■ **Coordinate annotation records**
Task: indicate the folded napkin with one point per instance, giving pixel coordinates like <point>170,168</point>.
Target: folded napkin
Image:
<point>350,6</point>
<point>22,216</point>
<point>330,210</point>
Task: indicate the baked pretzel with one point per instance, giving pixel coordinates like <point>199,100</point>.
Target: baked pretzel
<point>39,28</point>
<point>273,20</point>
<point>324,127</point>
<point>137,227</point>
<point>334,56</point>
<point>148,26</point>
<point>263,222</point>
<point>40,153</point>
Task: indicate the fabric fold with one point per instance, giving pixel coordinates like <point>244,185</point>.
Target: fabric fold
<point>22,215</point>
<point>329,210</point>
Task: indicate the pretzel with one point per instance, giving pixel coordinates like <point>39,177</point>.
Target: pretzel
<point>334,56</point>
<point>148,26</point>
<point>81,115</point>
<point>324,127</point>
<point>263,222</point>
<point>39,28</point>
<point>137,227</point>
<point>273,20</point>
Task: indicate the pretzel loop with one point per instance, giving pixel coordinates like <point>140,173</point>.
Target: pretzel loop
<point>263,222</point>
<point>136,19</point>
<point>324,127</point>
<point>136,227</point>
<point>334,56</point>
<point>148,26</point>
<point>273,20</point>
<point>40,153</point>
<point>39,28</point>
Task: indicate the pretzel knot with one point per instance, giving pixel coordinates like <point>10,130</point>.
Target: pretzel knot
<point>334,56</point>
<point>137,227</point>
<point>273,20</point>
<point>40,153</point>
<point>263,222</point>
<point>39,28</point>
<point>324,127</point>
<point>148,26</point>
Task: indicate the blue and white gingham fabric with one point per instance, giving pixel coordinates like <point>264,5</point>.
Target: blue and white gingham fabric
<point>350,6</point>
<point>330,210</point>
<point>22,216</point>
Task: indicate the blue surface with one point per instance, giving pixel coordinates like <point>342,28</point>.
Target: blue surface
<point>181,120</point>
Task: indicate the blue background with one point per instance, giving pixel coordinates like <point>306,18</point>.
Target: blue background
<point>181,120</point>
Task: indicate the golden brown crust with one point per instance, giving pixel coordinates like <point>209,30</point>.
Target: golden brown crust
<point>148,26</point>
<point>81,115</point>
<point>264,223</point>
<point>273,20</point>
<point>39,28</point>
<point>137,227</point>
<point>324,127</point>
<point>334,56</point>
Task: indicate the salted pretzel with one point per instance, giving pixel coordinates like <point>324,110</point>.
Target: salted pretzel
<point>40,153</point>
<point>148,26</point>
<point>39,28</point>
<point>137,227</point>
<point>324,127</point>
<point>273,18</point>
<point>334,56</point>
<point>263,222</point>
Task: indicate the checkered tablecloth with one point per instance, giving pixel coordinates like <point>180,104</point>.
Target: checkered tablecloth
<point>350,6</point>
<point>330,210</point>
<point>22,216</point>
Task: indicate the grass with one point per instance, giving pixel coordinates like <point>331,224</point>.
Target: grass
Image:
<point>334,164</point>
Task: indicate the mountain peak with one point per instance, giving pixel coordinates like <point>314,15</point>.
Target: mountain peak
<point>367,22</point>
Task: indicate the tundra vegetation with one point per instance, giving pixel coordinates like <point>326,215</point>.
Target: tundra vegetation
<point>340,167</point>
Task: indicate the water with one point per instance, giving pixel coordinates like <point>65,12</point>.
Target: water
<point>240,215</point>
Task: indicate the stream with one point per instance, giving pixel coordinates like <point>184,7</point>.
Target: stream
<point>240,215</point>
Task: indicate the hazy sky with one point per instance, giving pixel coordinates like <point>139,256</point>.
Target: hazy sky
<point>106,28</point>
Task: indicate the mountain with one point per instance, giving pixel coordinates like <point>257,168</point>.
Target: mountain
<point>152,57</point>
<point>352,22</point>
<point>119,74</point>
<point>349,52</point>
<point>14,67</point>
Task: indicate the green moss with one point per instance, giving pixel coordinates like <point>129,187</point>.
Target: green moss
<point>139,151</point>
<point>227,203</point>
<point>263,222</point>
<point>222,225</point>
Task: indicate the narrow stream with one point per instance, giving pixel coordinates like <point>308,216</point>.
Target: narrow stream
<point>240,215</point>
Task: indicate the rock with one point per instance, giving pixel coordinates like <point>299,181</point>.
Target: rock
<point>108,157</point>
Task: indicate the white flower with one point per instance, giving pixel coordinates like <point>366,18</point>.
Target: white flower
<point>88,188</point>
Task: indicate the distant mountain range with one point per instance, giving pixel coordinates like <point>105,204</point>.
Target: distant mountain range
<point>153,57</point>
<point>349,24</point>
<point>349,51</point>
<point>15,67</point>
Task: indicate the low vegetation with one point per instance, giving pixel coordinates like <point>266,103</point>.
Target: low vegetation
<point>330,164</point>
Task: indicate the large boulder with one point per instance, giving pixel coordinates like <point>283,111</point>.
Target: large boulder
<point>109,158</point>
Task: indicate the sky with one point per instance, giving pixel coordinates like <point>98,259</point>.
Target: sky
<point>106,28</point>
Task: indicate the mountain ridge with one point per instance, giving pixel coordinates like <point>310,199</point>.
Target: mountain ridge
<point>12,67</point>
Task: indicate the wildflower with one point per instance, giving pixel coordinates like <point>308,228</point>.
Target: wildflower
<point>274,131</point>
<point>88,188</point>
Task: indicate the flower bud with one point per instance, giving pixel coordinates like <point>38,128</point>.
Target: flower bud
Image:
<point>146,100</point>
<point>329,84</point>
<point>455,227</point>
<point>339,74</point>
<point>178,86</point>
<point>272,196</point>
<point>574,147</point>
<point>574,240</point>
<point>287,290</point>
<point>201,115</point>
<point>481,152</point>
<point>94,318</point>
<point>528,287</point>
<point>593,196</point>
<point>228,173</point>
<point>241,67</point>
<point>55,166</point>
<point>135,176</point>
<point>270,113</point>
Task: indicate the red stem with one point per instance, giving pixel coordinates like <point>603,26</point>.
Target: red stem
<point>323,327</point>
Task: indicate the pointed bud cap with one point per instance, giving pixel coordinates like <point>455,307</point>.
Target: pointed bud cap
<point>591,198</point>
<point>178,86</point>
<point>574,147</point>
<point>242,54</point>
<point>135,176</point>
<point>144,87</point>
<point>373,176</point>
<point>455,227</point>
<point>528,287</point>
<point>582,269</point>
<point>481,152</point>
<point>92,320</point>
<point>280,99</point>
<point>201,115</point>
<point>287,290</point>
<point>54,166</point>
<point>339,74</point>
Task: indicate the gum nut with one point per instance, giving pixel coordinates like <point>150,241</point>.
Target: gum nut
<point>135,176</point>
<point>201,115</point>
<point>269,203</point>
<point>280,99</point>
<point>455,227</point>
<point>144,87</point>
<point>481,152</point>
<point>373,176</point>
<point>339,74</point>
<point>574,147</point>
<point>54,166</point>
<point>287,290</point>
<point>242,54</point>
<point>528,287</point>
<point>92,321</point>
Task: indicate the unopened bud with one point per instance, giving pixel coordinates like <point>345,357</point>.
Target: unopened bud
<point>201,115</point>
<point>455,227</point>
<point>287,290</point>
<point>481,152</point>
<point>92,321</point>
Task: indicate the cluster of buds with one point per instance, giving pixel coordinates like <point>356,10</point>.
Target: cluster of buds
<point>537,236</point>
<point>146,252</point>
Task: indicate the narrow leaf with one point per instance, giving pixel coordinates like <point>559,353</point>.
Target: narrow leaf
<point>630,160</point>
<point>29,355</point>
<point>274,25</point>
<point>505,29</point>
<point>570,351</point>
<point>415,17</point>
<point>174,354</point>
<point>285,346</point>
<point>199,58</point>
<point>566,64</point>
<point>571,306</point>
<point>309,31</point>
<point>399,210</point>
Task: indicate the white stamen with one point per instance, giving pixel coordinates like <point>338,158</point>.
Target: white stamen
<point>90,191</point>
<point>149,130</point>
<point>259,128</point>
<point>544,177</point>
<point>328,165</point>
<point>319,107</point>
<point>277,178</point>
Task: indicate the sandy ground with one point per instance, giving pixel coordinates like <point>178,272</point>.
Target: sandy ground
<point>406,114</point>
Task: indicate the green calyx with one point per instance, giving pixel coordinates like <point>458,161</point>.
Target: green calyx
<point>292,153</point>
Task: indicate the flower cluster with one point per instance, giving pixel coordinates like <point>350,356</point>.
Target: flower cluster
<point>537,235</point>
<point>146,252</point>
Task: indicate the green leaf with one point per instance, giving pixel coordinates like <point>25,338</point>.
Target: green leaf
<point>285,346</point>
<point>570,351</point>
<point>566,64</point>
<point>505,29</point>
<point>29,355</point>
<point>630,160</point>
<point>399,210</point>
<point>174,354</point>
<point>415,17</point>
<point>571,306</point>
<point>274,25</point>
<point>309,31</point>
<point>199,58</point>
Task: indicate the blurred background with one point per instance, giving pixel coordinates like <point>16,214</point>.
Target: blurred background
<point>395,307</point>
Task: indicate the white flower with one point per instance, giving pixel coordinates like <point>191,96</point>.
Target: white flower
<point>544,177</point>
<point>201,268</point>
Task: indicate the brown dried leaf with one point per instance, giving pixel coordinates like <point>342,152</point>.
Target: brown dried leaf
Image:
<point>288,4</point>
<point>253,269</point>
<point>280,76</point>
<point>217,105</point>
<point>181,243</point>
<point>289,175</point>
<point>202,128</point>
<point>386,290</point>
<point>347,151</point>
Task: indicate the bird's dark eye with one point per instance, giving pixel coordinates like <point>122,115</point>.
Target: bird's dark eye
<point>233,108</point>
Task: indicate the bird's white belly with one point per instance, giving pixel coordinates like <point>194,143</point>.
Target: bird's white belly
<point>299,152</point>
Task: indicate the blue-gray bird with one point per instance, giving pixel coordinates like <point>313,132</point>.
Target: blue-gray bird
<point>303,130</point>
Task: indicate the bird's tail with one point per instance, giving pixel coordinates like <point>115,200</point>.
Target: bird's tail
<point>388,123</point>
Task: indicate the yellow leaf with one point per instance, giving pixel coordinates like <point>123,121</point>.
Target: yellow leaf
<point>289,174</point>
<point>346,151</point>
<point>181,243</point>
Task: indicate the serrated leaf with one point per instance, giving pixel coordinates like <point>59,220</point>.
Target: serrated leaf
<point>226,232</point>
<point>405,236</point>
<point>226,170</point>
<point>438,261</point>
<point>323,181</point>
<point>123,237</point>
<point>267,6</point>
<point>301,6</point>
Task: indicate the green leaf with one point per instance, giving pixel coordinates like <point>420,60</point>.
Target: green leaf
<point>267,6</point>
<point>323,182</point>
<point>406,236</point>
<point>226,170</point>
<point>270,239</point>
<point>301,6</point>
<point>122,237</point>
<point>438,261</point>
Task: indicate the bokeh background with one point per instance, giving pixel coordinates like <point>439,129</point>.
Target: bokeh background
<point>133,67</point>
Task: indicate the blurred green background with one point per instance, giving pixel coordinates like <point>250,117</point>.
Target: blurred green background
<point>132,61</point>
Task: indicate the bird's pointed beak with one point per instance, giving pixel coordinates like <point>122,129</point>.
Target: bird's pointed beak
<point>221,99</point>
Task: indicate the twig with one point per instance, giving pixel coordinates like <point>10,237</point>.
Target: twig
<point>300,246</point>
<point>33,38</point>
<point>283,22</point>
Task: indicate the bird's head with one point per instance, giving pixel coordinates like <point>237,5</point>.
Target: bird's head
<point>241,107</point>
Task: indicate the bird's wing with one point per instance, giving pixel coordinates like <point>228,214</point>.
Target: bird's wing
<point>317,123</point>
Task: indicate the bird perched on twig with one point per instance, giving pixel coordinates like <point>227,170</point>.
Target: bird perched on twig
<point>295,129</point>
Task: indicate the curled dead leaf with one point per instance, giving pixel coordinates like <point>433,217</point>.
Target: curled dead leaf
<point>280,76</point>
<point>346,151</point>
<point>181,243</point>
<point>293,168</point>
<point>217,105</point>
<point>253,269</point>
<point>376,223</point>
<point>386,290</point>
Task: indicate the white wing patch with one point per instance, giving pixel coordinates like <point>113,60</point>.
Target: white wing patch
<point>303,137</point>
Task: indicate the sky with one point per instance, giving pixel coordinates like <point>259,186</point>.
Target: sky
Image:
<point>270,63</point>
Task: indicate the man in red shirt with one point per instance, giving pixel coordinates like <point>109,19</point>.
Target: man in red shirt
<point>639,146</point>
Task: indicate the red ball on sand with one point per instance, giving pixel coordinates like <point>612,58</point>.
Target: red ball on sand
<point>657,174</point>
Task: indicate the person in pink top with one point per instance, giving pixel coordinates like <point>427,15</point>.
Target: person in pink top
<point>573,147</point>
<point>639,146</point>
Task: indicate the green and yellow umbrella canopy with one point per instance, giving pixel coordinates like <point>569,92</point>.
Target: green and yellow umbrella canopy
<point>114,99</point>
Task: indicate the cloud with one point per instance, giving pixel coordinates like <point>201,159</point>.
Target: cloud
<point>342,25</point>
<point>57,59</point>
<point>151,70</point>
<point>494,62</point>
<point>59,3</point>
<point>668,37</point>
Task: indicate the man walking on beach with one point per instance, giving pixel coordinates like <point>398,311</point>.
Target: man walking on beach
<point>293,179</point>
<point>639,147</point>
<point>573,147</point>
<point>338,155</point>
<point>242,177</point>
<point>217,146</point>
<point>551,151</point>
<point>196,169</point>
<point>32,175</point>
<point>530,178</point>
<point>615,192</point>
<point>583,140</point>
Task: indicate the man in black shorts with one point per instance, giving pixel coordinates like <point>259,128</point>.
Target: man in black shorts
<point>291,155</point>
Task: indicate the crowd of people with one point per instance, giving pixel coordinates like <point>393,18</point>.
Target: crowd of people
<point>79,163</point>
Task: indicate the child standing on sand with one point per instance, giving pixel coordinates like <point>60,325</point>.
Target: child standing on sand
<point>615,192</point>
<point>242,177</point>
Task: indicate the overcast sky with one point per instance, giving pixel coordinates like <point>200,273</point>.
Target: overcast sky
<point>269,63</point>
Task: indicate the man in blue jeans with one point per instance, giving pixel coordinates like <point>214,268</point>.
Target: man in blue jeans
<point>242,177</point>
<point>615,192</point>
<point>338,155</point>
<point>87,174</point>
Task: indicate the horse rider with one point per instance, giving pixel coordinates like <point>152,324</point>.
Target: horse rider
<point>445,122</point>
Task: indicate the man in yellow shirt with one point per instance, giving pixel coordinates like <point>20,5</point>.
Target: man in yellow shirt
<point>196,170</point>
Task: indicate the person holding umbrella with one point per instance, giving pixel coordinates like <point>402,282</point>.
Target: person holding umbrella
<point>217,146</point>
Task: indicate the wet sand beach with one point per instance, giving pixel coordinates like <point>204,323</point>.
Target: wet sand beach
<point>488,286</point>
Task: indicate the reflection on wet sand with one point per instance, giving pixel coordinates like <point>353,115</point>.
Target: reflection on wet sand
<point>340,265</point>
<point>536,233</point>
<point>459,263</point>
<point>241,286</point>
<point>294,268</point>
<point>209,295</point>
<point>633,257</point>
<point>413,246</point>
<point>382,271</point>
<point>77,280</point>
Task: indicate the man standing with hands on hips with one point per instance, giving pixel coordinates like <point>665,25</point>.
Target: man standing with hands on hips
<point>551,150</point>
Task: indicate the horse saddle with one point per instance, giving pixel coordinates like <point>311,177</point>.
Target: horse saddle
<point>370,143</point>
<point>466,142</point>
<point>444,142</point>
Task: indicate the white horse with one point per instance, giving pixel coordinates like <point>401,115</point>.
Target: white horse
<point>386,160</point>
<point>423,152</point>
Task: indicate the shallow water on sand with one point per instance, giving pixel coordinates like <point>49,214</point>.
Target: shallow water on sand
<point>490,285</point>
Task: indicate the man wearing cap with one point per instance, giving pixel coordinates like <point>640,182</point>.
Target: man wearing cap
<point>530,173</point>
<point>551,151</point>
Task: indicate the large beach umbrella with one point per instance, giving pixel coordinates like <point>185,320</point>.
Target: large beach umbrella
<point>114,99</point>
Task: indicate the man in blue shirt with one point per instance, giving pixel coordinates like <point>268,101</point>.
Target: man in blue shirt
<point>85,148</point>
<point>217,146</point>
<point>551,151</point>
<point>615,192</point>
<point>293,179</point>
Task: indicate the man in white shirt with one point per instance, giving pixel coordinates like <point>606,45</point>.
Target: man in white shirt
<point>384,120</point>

■ **WRITTEN PROBLEM**
In the material, from the line with "Task: indicate the sandy" through the line with "<point>395,307</point>", swap "green leaf" for "leafy stem" and reproduce only those lines, leaving everything else unchanged.

■ **SOLUTION TO THIS EXERCISE**
Task: indicate the sandy ground with one point per instance, giving pixel coordinates like <point>178,272</point>.
Target: sandy ground
<point>406,114</point>
Task: indicate the green calyx with one point per instance, giving pixel coordinates like <point>458,161</point>.
Target: green calyx
<point>292,153</point>
Task: indicate the flower cluster with one point per instance, giving pixel coordinates like <point>350,356</point>.
Target: flower cluster
<point>537,235</point>
<point>146,252</point>
Task: indicate the leafy stem with one point per instance, giving pixel coordinates like <point>25,338</point>.
Target: leafy stem
<point>285,346</point>
<point>570,351</point>
<point>566,64</point>
<point>505,29</point>
<point>29,355</point>
<point>630,160</point>
<point>399,210</point>
<point>174,354</point>
<point>415,17</point>
<point>571,306</point>
<point>274,25</point>
<point>309,31</point>
<point>199,58</point>
Task: indicate the blurred background with one point per instance, giving pixel coordinates like <point>16,214</point>.
Target: blurred background
<point>395,307</point>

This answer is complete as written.